» **EXCERTO DA PÁGINA**:
·····

O cenário deu a camisola vermelha a Ben O’Connor, australiano da AG2R que lidera agora a prova com 4m51s de vantagem para Primoz Roglic e 4m59s para João Almeida.

A Bora, de Roglic, teria vontade de ceder a vermelha, mas as contas da vantagem parecem ter saído ao lado. A Emirates não se sabe bem o que quis fazer nesta etapa. Ambas estão a jogar na roleta e podem acabar a perder tudo.

Darem tanta corda a O’Connor foi um erro gigantesco, e vão pagá-lo caro, ou foi uma opção de risco controlado e conseguirão reverter o cenário? A resposta não é óbvia e depende da forma em que está este ciclista.

O O’Connor que tanto prometeu em 2021 será um perigo e terá, provavelmente, a Vuelta “no bolso”, porque tirar-lhe quase cinco minutos não é uma brincadeira. O O’Connor de 2023 e 2024, que não cumpriu o que prometeu – e que já tinha perdido tempo nesta Vuelta –, poderá não ser um perigo assim tão grande, e perderá a liderança nas montanhas e no contra-relógio.

Lipowitz foi menos do que deveria ter sido

A etapa começou dentro do supermercado Carrefour de Jerez de la Frontera – sim, mesmo lá dentro – e quem decidiu fazer compras foi a Bora: comprou para si própria uma situação bastante complexa. Poderia ter sido genial para os interesses coletivos? Sim. Mas para Roglic poderia ser um problema difícil de resolver. E foi mesmo.

·····

» **EXTRATO DE DADOS**:
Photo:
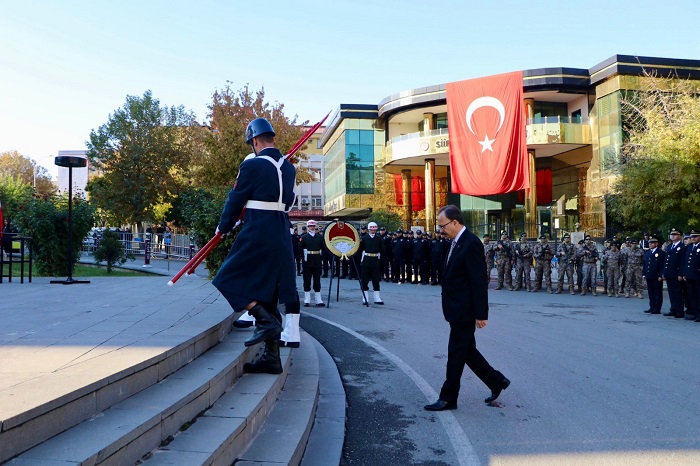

·····

» **REQUISITOS**:
A) Traduza para inglês a seguinte frase do excerto da página sobre a Vuelta: «A resposta não é óbvia e depende da forma em que está este ciclista.»
B) Prossiga a redação do excerto da página sobre a Vuelta, começando logo após a última frase apresentada.

» **RESPOSTAS POR TAREFA**:
A) The answer is not obvious and depends on the form this rider is in.

B)
Na Vuelta 2023, Sepp Kuss, colega de Roglic, colocou-se em fuga e acabou por beneficiar da situação de corrida para ganhar quase três minutos aos rivais – que na altura ele ainda não sabia que seriam rivais. E o americano, teoricamente num pelouro que não era o seu, finalizou mesmo a Vuelta de camisola vermelha, obrigando os seus colegas, Roglic e Vingegaard, a assinarem um pacto de não-agressão, em nome das ajudas que Kuss lhes deu no passado.

Nesta quinta-feira, na Vuelta 2024, Florian Lipowitz, colega de Roglic, colocou-se em fuga, chegando a rolar com mais de cinco minutos de vantagem. A história estava a repetir-se, mesmo que Lipotwiz não tenha o nível que tinha Kuss e que, em rigor, a opção parecesse mais por cederem a liderança do que propriamente por a trocarem de Roglic para Lipowitz.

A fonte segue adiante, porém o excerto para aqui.